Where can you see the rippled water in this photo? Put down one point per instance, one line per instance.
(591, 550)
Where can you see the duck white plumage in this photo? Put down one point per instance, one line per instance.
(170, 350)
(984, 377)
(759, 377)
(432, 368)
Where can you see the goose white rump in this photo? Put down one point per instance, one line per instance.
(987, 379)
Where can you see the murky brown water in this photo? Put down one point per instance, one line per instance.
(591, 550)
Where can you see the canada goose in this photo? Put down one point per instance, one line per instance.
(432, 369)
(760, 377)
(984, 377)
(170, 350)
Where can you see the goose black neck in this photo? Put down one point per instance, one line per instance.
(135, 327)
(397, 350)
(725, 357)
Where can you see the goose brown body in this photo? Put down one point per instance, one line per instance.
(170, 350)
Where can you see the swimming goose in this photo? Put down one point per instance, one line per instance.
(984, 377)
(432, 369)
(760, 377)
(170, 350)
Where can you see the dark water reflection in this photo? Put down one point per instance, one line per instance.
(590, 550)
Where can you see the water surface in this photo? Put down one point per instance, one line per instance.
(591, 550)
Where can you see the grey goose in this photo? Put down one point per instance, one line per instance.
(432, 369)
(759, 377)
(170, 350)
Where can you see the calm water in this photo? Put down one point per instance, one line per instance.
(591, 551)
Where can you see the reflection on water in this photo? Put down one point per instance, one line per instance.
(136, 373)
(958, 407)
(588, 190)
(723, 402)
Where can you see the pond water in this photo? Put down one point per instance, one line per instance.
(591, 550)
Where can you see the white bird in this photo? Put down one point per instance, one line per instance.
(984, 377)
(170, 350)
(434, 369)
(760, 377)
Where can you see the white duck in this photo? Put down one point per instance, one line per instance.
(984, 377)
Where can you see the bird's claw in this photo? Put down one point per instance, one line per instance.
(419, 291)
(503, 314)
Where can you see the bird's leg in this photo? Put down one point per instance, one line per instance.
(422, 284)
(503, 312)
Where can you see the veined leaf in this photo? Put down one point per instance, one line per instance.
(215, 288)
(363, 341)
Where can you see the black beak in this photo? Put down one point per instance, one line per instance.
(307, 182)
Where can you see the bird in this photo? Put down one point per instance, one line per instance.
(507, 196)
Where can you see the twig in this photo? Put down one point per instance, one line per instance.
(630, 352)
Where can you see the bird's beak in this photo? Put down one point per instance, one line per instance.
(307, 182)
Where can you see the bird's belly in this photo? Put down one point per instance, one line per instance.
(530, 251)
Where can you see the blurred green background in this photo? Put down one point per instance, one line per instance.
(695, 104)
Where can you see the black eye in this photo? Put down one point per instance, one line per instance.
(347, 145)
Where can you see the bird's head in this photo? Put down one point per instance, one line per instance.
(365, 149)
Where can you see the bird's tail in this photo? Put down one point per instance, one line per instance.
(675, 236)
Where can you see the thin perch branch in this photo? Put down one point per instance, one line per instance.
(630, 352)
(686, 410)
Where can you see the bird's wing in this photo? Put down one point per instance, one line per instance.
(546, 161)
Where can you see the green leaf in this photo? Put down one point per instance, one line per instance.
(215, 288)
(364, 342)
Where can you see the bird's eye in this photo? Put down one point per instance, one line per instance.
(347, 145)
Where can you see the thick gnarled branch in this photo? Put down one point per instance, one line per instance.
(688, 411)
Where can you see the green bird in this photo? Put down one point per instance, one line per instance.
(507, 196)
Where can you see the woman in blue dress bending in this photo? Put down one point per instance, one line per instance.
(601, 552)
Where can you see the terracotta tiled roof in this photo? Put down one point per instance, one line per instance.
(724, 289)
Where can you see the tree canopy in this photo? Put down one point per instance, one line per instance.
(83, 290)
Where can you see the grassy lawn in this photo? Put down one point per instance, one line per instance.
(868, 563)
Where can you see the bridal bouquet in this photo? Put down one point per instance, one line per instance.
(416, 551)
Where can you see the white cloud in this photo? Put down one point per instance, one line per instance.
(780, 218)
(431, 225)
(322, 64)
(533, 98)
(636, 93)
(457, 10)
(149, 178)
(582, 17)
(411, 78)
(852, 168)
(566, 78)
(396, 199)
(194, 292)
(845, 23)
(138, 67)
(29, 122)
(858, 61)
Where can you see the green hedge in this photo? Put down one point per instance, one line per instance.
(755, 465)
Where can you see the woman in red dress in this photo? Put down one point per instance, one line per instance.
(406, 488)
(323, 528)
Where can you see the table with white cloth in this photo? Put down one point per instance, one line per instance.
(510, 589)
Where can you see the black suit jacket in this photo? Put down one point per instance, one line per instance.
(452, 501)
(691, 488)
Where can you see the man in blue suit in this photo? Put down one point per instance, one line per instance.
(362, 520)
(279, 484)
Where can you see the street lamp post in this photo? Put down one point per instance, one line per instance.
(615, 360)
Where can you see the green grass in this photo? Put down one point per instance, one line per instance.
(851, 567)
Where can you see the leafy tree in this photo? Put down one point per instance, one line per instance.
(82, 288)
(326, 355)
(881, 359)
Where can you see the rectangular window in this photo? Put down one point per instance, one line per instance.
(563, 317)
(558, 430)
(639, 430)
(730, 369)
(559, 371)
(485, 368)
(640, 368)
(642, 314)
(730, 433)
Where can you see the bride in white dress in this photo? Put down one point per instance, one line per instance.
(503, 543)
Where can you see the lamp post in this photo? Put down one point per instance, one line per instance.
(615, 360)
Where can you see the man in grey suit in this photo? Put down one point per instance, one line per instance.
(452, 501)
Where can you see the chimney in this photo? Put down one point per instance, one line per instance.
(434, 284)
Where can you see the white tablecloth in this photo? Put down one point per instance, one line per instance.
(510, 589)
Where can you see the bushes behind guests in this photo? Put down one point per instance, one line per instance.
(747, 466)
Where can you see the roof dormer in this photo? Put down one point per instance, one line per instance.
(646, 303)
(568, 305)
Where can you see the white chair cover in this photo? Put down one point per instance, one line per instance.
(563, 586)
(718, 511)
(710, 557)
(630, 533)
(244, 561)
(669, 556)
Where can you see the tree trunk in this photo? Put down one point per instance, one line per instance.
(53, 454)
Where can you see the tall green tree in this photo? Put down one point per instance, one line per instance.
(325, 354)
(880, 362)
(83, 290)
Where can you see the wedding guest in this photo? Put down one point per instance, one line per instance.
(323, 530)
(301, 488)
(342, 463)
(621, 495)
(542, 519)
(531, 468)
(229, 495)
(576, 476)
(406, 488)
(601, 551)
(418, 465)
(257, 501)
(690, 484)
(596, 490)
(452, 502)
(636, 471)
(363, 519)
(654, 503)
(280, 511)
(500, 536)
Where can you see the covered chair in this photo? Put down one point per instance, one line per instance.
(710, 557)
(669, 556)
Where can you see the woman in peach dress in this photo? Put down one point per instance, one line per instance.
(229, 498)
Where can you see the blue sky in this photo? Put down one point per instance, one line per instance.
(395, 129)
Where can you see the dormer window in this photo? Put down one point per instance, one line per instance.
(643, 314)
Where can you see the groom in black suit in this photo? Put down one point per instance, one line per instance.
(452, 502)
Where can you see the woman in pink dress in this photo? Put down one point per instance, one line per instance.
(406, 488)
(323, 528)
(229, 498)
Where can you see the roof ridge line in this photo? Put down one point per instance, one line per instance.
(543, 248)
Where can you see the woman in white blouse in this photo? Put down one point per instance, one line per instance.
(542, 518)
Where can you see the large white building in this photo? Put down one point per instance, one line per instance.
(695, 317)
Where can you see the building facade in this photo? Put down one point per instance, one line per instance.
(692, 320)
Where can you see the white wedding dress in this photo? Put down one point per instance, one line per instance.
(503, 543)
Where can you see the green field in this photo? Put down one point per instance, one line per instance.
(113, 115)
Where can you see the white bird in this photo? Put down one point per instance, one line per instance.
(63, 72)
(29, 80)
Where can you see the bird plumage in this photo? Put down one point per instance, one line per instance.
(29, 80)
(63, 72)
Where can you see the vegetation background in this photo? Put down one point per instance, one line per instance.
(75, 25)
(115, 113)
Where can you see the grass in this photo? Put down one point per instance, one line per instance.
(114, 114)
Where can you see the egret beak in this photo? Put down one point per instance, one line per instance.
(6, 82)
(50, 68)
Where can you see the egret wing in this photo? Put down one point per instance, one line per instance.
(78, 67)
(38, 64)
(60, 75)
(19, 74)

• • • •

Repeat exactly the lines starting at the line with "Where can you see the bird plumage" and ending with the final line of the entries. Include nothing else.

**Solved exercise**
Where can you see the bird plumage in this photo? Put down one point per instance, one line per instance.
(29, 80)
(63, 72)
Where can you see the vegetation background in this photo? Put down one point per instance, one line per instance.
(75, 25)
(115, 113)
Where can you see the grass in this photo? Put down one point per instance, one line per instance.
(114, 114)
Where can you see the egret beak in this photo? Put down one point per instance, one line per instance.
(6, 82)
(50, 68)
Where can you see the egret wing in this photo? Put down one point per instance, one line per instance.
(78, 67)
(38, 64)
(60, 75)
(19, 74)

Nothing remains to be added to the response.